Article:
Dean's Research Associate: Kendall Morris

January 25, 2023 - Brandon Drain

Kendall Morris is a College of Social Science Dean’s Research Associate whose focus is on community violence and trauma in Black neighborhoods. She is a part of a team of researchers who were recently funded by the College as part of the Strategic Partnership Grants Program to improve understanding of community-based violence reduction and neighborhood safety

 There are many underlying issues that plague Black communities. These range from economic deprivation, outright poverty, cyclical crime, systemic racism and more. However, none of those issues have the immediate and long-lasting impact as community violence – an issue that rips families apart, reshapes neighborhoods and communities, and creates a rippling effect from generation to generation, ensnaring families to relive traumas of the past. 

 “It impacts your sense of safety, your mental health, your physical health and the quality of your neighborhood.”

Extracted records:
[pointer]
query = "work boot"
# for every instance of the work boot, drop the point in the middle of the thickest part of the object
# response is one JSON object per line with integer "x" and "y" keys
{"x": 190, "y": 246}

Goals:
a - Answer these from the Kendall Morris profile:
(i) What date appears at the top?
(ii) Through which program did the College fund Morris's research team?
(iii) What four things does the closing quotation list as impacted?
b - Using the Kendall Morris profile, decide whether each statement agrees with it, and back each yes or no with a quotation:
(i) Morris's focus is on community violence and trauma in Black neighborhoods.
(ii) The profile ranks systemic racism above community violence in immediate impact.
(iii) The College funded the team Morris belongs to.
c - Write the next part of the Kendall Morris profile, starting after the closing quotation.
The rows aren't needed for any of this.

Responses:
a -
(i) January 25, 2023
(ii) The Strategic Partnership Grants Program
(iii) Your sense of safety, your mental health, your physical health and the quality of your neighborhood

b -
(i) Yes: "whose focus is on community violence and trauma in Black neighborhoods"
(ii) No: "none of those issues have the immediate and long-lasting impact as community violence"
(iii) Yes: "who were recently funded by the College as part of the Strategic Partnership Grants Program"

c -
 For Kendall Morris, her focus for this issues came during her MSW Program at the U of M, where she was a part of a pilot study that looked at the impact of sudden death on families in Detroit, Michigan. This sparked a deep concern and interest for the subsect study in a more broadened sense, leading her to pursue her doctorate at Boston University with community violence as her concentration.  

 “What’s happening in Black communities is a chronic cycle that continues to plague neighborhoods and communities,” Morris said. “It’s really shaping the outlook of the community, even if you don’t have a direct member of your family killed.” 

 “The issue is everyone doesn’t have the resources to leave – they’re stuck in that cyclical violence.” 

 Morris’s philosophy on her research is more qualitative, given the issue. A more community-based approach vs a quantitative study offers a more in-depth, interconnected feel for the most affected aspect of the issue: The families who are impacted. 

 “I like to talk to the people who are being impacted,” Morris said. “In order to really understand this issue, we need to get into these communities and talk to the people who are dealing with it firsthand.” 

 While completing her graduate studies at Boston University, Morris’s research pursuits became all too real.  

 “My aunt was murdered in her home on the east side of Detroit by the father of her children,” said Morris. “This was someone that we knew very well, someone we vacationed with and did things with. It makes it even more saddening.”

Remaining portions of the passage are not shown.